#### Dataset excerpts ####

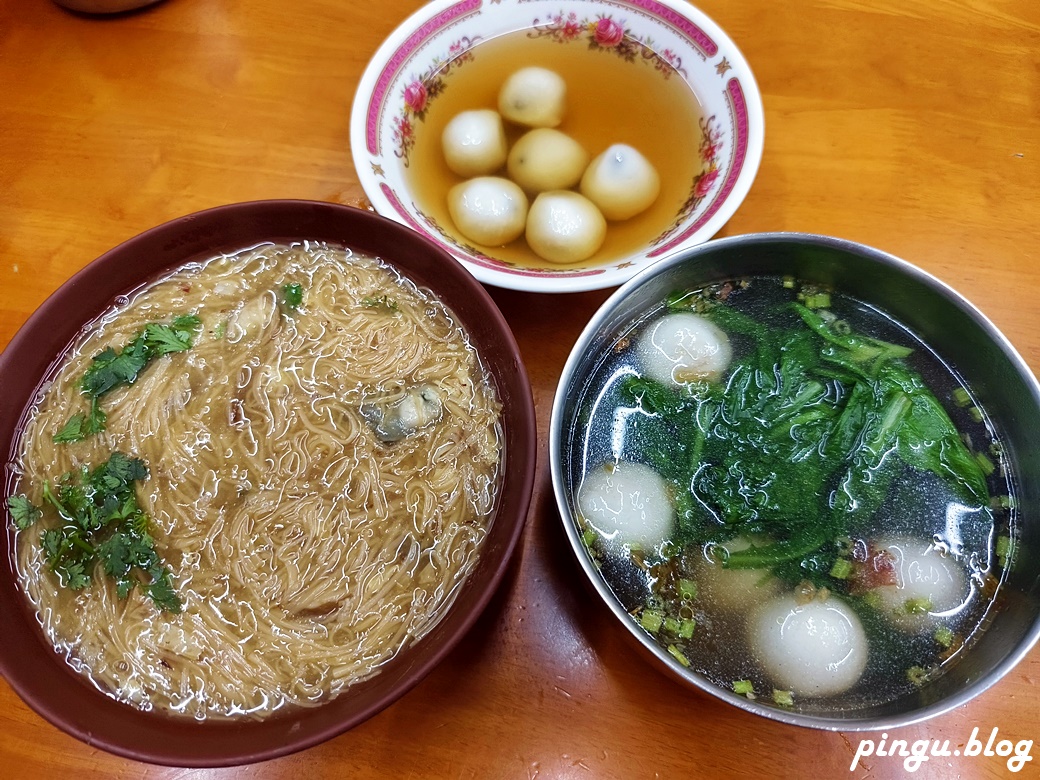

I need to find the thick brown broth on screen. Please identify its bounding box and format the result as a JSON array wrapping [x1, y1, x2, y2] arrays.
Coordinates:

####
#### Dataset excerpts ####

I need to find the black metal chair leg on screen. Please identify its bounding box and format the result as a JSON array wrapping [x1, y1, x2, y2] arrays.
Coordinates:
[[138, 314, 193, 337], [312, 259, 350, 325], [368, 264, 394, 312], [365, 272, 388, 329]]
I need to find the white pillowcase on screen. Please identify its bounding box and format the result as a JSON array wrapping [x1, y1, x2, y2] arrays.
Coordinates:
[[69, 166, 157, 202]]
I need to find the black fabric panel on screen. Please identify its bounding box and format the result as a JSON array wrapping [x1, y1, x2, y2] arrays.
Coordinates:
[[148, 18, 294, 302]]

####

Work required
Please substitute "table leg" for "chair leg" in the lines from the one with "I need to find the black metal" up to and including the one with "272, 388, 329]]", and write out only those lines with nothing else changed.

Finished task
I need to find the black metal table leg on screen. Please identify its bounding box and format the result as a JSON array wrapping [x1, y1, x2, y2] arrays.
Coordinates:
[[138, 314, 193, 337], [312, 259, 350, 325], [368, 264, 394, 312], [365, 272, 388, 329]]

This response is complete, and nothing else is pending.